Stored data entries:

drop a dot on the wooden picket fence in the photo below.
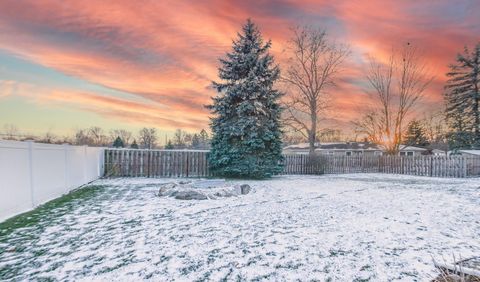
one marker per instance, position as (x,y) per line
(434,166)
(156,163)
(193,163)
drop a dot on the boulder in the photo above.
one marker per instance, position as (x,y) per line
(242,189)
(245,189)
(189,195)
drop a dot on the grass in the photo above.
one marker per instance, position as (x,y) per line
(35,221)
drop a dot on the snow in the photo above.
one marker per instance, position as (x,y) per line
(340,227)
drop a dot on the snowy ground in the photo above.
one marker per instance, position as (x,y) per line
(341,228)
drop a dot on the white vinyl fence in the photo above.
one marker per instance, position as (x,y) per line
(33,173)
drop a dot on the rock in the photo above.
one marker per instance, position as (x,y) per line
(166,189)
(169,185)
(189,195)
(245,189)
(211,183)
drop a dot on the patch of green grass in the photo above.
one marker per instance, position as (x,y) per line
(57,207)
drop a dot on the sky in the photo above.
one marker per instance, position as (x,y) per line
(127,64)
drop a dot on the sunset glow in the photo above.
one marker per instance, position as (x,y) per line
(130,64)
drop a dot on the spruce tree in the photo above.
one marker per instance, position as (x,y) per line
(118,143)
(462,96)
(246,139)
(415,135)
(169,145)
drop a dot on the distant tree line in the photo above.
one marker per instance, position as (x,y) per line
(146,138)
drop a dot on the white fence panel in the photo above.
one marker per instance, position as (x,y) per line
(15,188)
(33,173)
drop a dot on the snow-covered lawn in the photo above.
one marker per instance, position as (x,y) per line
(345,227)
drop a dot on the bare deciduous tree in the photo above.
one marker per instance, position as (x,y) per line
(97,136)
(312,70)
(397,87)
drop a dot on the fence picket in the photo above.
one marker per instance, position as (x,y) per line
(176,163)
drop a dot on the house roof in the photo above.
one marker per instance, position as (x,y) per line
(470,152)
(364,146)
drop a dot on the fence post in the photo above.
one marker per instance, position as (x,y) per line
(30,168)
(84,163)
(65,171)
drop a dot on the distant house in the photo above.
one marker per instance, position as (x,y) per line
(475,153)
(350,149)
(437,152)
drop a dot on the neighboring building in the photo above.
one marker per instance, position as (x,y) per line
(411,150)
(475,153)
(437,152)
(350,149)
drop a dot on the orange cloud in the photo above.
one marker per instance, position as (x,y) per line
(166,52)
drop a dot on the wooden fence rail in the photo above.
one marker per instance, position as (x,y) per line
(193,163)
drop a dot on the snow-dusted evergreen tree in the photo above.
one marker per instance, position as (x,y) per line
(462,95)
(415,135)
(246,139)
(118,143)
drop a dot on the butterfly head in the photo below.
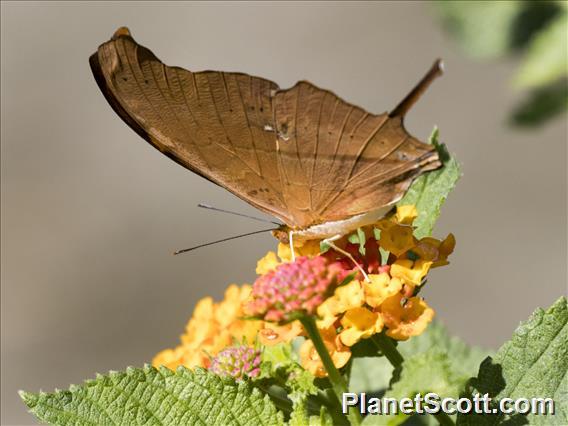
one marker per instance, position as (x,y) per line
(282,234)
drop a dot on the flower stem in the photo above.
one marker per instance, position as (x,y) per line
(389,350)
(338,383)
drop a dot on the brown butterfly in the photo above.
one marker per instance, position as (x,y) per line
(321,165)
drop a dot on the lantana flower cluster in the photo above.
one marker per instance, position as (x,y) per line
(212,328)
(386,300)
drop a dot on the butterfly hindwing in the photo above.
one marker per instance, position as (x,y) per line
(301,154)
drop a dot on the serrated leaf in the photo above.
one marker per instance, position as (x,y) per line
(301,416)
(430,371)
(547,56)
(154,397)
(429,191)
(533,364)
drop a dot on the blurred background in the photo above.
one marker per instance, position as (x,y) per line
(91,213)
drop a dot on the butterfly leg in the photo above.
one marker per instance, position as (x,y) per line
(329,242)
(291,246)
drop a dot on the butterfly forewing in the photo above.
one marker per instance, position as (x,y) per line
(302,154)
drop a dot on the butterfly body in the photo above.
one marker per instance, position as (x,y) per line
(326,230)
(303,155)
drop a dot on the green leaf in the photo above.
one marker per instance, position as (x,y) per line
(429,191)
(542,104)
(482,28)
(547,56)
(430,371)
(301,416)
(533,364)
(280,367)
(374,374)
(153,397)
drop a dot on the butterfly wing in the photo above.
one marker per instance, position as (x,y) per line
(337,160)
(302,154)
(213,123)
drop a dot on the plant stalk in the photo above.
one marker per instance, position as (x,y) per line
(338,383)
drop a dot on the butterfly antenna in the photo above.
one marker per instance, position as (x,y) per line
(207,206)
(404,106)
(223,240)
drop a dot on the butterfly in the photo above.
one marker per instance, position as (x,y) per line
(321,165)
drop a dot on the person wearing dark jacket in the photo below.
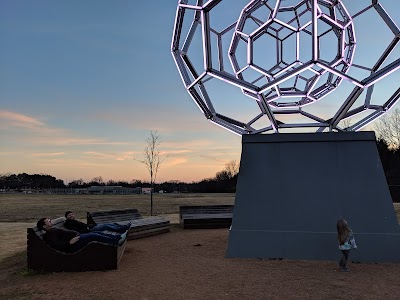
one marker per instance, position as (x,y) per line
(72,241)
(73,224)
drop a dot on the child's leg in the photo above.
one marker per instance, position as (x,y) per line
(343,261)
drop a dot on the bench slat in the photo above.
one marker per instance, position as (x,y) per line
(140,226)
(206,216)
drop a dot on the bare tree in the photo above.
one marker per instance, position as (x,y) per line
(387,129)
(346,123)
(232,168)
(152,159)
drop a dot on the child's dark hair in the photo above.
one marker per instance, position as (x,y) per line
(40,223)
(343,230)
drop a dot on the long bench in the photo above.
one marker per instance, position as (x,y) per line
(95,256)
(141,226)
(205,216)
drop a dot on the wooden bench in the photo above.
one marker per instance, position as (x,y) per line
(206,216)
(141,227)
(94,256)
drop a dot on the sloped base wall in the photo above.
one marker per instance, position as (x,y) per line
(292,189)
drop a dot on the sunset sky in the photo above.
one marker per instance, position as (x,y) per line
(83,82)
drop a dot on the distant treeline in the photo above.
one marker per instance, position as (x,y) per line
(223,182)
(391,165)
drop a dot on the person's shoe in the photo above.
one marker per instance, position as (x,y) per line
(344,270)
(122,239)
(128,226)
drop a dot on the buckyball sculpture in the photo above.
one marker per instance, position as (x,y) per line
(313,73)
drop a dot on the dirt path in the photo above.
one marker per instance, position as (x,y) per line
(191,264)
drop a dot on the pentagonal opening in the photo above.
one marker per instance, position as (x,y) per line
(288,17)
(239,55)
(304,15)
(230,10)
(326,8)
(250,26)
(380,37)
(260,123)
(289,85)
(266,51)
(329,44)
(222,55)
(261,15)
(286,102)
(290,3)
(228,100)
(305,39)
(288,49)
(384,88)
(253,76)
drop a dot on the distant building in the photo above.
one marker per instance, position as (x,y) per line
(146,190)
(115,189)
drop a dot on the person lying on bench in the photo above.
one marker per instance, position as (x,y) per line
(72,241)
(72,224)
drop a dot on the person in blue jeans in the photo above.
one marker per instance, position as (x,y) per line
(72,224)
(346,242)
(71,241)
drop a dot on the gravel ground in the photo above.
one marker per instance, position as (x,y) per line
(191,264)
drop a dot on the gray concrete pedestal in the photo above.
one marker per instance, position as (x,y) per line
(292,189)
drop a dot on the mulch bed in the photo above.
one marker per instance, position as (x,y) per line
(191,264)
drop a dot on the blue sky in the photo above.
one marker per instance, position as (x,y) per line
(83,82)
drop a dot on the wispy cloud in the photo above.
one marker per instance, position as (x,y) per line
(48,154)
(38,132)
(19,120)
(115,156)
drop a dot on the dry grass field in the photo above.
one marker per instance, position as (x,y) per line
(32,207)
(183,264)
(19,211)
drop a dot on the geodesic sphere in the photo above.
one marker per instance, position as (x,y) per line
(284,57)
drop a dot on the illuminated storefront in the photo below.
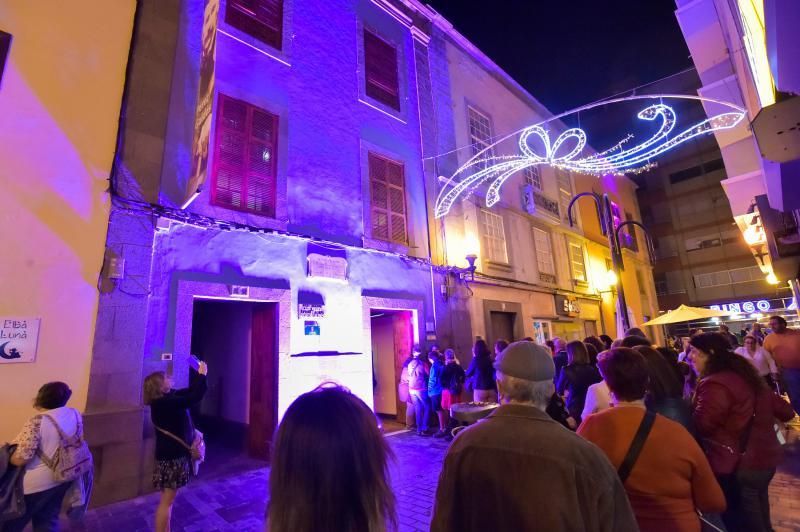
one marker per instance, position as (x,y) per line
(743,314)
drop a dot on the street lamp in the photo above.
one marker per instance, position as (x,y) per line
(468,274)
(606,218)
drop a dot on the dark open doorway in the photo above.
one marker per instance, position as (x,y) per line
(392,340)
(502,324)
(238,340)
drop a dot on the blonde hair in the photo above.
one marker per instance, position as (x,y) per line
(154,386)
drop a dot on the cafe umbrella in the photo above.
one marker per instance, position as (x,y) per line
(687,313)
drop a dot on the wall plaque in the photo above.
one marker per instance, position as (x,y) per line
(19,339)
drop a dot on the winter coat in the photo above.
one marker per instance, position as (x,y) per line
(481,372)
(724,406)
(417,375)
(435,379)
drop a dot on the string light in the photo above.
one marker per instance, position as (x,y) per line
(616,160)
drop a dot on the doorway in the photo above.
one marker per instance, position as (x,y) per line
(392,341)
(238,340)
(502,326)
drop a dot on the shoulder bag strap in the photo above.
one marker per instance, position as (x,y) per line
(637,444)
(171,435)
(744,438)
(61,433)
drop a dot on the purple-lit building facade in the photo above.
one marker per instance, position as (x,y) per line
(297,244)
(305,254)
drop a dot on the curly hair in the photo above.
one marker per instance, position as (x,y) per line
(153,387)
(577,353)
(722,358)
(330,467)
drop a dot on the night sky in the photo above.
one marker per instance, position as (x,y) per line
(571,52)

Exercise brief:
Count the lines above that include the word "hair". Reply with that number alone.

Problem solution:
3